Rewrite the stretch from the line containing "Verification task. The slender" through the end of the rows, with "Pinpoint it" changed to "Locate it" and everything else left unchanged.

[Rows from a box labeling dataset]

□ □ □ □ □

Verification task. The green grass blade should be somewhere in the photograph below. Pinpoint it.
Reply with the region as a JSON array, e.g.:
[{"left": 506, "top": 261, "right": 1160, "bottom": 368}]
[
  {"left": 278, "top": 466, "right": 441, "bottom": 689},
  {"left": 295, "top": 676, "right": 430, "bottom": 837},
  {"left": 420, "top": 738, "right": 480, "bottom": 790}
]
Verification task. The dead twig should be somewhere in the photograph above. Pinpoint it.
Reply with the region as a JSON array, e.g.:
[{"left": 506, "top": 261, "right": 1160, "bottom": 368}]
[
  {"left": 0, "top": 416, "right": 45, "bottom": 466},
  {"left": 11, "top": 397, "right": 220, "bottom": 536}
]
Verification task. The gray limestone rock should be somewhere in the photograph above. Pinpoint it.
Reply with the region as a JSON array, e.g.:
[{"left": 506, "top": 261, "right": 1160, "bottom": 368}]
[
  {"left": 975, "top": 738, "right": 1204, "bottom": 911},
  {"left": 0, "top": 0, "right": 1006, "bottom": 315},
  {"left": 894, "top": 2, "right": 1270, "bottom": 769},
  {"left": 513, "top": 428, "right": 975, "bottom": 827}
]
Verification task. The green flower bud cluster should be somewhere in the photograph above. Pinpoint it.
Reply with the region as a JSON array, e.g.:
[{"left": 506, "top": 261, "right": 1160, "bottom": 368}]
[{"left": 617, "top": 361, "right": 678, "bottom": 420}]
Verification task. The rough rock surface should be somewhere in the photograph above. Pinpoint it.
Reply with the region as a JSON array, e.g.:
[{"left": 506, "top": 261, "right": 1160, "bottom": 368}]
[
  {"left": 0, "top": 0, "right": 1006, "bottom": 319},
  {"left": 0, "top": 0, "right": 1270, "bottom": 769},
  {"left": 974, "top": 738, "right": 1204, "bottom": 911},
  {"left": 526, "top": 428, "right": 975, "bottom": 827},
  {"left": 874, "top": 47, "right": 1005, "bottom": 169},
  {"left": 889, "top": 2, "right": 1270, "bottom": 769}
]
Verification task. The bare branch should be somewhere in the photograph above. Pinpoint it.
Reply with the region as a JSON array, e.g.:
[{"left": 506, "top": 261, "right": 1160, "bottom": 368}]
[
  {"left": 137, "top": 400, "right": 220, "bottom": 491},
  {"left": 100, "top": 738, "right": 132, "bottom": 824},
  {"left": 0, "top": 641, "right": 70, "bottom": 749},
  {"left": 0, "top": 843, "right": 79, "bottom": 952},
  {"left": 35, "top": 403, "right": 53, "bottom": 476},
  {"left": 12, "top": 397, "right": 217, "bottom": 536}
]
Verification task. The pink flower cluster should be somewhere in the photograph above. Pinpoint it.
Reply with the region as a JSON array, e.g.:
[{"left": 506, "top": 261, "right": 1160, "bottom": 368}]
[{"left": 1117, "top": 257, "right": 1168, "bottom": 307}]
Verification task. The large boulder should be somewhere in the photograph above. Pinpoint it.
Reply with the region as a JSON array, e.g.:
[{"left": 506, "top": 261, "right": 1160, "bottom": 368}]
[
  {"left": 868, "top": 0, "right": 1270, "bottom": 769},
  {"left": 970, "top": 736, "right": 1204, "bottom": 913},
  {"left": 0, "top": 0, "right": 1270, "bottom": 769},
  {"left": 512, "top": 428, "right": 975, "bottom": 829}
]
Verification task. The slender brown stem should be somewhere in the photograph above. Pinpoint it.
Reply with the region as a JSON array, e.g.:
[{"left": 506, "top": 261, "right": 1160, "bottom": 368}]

□ □ □ □ □

• **Correct output**:
Verification task. The slender brown stem should be somewhere in the photograph above. Locate it.
Reply with the region as a JSON array, e.g.:
[{"left": 506, "top": 261, "right": 1160, "bottom": 368}]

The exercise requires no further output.